> Activity 1:
Answer these from the review of Bells Are Ringing, one line each:
(a) What job does Ella have?
(b) Who plays the playwright Jeffrey?
(c) Which film does the review call Comden & Green's sole redemption within the subgenre?
> Activity 2: Translate this sentence from the review of Bells Are Ringing into Spanish: "It has the unfortunate effect of being a movie that seems stuck on a Broadway stage."
> Activity 3: Continue the review of Bells Are Ringing from its final sentence, in the same critical voice.

> Excerpt to read:
_ _ _ _

Musical theater team Comden & Green are frequently over-praised for their wit and sparkle, which really comes down to a gift for rhyme and sarcasm. Talented performers have rescued their glib little songs, and so too have nimble directors like Vincente Minnelli and Stanley Donen (and Gene Kelly). But the C&G weaknesses are exposed in Bells Are Ringing. Confined to drab sets that feel like sets (a drab apartment room that doubles for a telephone answering service business; a playwright’s penthouse), no amount of cutesy stage business can breathe life into a dull “boy meets girl” scenario. Cute phone operator Ella (Judy Holliday) passes on advice to her phone clients; but she falls head over heels in love with playwright Jeffrey (Dean Martin). Problem is, he knows her as an old woman’s voice called “Mom.” What would he think of her in real life? As if the answer were in doubt! Holliday is lost amid those indifferent sets and musical numbers that are overreaching in their charm. C&G knew how to suck up to theater people (within the subgenre, Singin’ in the Rain is their sole redemption), but are hopelessly lost when it comes to presenting average workaday people. On the Town turned sailors and cab drivers into some dumb variation of vain, lapel-grabbing narcissists, and Bells Are Ringing treats the working class Ella as a would-be ingénue in need of a good part. Holliday’s freshness feels slightly calculated, but her cute button face is certainly un-showbiz. Co-star Martin offers nothing but champagne blubbering. The usually whiplash Vincente Minnelli snoozes through this one, moving the camera in flowing master shots that serve up a number of dull “two characters in medium shot” variations. It has the unfortunate effect of being a movie that seems stuck on a Broadway stage. Inexplicably hailed as a winner because it features the last on-screen performance of plucky Judy Holliday, Bells Are Ringing never translates into anything cinematic.

_ _ _ _

> Data under study:
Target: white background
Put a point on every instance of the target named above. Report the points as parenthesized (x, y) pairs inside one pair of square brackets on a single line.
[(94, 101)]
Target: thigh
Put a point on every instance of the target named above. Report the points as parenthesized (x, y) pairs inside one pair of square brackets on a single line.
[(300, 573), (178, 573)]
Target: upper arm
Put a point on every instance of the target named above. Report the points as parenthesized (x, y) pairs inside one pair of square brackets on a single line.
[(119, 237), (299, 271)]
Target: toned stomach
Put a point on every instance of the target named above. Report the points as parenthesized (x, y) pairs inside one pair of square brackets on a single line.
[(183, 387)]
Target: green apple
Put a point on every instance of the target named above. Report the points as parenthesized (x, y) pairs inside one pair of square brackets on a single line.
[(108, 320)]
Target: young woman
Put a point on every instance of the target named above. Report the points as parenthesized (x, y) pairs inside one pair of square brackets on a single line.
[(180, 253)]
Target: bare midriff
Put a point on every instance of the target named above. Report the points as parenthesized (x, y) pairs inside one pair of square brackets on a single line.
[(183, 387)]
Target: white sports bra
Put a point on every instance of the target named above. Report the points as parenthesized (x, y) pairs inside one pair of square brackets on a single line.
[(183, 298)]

_ _ _ _

> Answer area 1:
(a) She is a phone operator.
(b) Dean Martin.
(c) Singin' in the Rain.

> Answer area 2: Tiene el desafortunado efecto de ser una película que parece atascada en un escenario de Broadway.

> Answer area 3:
Letterboxing might have helped Vincente Minnelli's framing, so the 1.33.1 full screen is inexcusable. Colors are a little faded and Dean Martin's sweaty pallor errs on the side of unwell. The sound is top notch, however, and Holliday and Martin's crooning shines through loud and clear.
Aside from outtake musical numbers that should appeal to anyone that likes Bells Are Ringing in the first place, there's a featurette called "Bells Are Ringing: Just in Time" that's really just an overripe love song to Judy Holliday. Narrated by her co-star on Broadway, Hal Linden, no one has anything bad to say about her. An aged Comden and Green pour on the love, as does a painfully sincere Linden. But I preferred watching Frank "The Riddler" Gorshin pop up to self-praise his own memorable supporting performance as a Marlon Brando imitator.
Forgettable songs and too much emphasis on the meandering plot make Bells Are Ringing a snooze, and the DVD packaging seems just as apathetic.